**INFORMATION SUPPLIED**
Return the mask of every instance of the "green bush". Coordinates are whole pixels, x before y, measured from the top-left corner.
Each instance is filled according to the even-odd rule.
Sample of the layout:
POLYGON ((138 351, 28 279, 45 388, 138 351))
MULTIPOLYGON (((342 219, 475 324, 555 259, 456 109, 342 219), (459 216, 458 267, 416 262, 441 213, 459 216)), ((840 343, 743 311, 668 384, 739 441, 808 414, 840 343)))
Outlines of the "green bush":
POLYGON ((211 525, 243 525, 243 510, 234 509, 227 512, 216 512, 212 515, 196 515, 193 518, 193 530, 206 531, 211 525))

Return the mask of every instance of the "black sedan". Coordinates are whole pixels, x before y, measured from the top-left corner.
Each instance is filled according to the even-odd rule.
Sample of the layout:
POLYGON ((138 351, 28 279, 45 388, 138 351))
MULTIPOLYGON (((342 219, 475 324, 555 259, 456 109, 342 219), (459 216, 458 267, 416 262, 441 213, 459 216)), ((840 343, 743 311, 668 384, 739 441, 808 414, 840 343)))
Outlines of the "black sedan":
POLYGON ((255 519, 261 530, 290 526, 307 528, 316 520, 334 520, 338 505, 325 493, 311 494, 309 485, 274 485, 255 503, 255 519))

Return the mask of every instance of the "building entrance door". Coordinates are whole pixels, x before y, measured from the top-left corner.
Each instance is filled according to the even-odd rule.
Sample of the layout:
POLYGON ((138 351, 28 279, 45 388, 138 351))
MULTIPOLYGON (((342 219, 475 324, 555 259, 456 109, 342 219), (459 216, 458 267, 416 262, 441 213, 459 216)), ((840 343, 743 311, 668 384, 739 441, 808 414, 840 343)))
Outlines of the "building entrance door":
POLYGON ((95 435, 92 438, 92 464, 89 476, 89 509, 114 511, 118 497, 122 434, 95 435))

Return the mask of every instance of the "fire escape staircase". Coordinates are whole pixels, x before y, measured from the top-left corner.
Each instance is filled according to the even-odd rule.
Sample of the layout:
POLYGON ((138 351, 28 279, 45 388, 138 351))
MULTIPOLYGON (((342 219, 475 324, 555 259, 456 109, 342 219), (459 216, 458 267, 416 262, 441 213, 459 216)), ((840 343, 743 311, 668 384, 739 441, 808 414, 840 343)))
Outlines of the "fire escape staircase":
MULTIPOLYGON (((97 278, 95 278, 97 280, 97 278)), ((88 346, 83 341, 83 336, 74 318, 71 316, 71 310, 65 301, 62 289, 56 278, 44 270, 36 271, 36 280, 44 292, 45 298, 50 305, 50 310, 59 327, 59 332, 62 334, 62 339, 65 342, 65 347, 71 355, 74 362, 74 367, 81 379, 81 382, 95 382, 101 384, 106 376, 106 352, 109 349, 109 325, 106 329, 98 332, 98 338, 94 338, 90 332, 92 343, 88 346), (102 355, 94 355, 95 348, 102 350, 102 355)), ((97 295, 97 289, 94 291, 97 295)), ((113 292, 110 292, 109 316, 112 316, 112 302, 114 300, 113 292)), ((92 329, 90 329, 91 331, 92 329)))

**TASK REQUIREMENTS**
Retype each line of the material above exactly.

**OUTPUT FOR THIS TASK**
Return the mask of every instance of the "green bush". Coordinates are whole pixels, x before y, measured from the top-left corner.
Each instance is filled according to the even-odd rule.
Sample of the layout:
POLYGON ((138 351, 28 279, 45 388, 138 351))
MULTIPOLYGON (((342 219, 475 324, 555 259, 456 109, 342 219), (459 216, 458 267, 416 262, 441 213, 459 216)), ((840 343, 743 311, 668 384, 739 441, 808 414, 840 343)))
Outlines of the "green bush":
POLYGON ((211 525, 243 525, 243 510, 234 509, 227 512, 216 512, 212 515, 196 515, 193 518, 193 530, 206 531, 211 525))

Return the mask of every instance of the "black sedan". Coordinates are whole pixels, x before y, measured from the top-left corner.
Each instance is filled according to the even-odd rule.
Sample of the layout:
POLYGON ((138 351, 28 279, 45 388, 138 351))
MULTIPOLYGON (((342 219, 475 324, 555 259, 456 109, 342 219), (459 216, 458 267, 416 262, 441 213, 459 216)), ((840 343, 743 311, 668 384, 739 441, 808 414, 840 343)))
Outlines of the "black sedan":
POLYGON ((255 519, 261 530, 290 526, 307 528, 316 520, 334 520, 338 505, 325 493, 311 494, 309 485, 274 485, 255 503, 255 519))

Return the mask of every instance of the "building entrance door". Coordinates are whole pixels, x before y, measured from the top-left corner.
Each instance is filled according to the even-odd rule.
Sample of the layout:
POLYGON ((138 351, 28 279, 45 388, 138 351))
MULTIPOLYGON (((342 219, 475 324, 555 259, 456 109, 342 219), (459 216, 458 267, 416 262, 441 213, 459 216)), ((840 343, 743 311, 668 384, 739 441, 808 414, 840 343)))
Outlines of the "building entrance door":
POLYGON ((95 435, 92 438, 92 464, 89 476, 89 509, 114 511, 118 497, 122 434, 95 435))

Return the mask of every instance of the "fire escape staircase". Coordinates are whole pixels, x before y, measured from the top-left corner.
Each instance is filled according to the even-odd rule.
Sample of the layout:
POLYGON ((138 351, 28 279, 45 388, 138 351))
MULTIPOLYGON (((342 219, 475 324, 555 259, 456 109, 342 219), (459 216, 458 267, 416 262, 441 213, 459 216)), ((840 343, 743 311, 668 384, 739 441, 808 414, 840 343)))
Outlines of the "fire escape staircase":
MULTIPOLYGON (((97 278, 95 278, 97 280, 97 278)), ((88 346, 83 341, 83 336, 74 318, 71 316, 71 310, 65 301, 62 289, 56 278, 44 270, 36 271, 36 280, 44 292, 45 298, 50 305, 50 310, 59 327, 59 332, 62 334, 62 339, 65 342, 65 347, 71 355, 74 362, 74 367, 81 379, 81 382, 95 382, 101 384, 106 376, 106 352, 109 349, 109 325, 106 329, 98 332, 98 338, 94 338, 90 332, 92 343, 88 346), (102 355, 94 355, 95 348, 102 350, 102 355)), ((97 295, 97 289, 94 291, 97 295)), ((113 292, 110 292, 109 316, 112 316, 112 302, 114 300, 113 292)), ((92 329, 90 329, 91 331, 92 329)))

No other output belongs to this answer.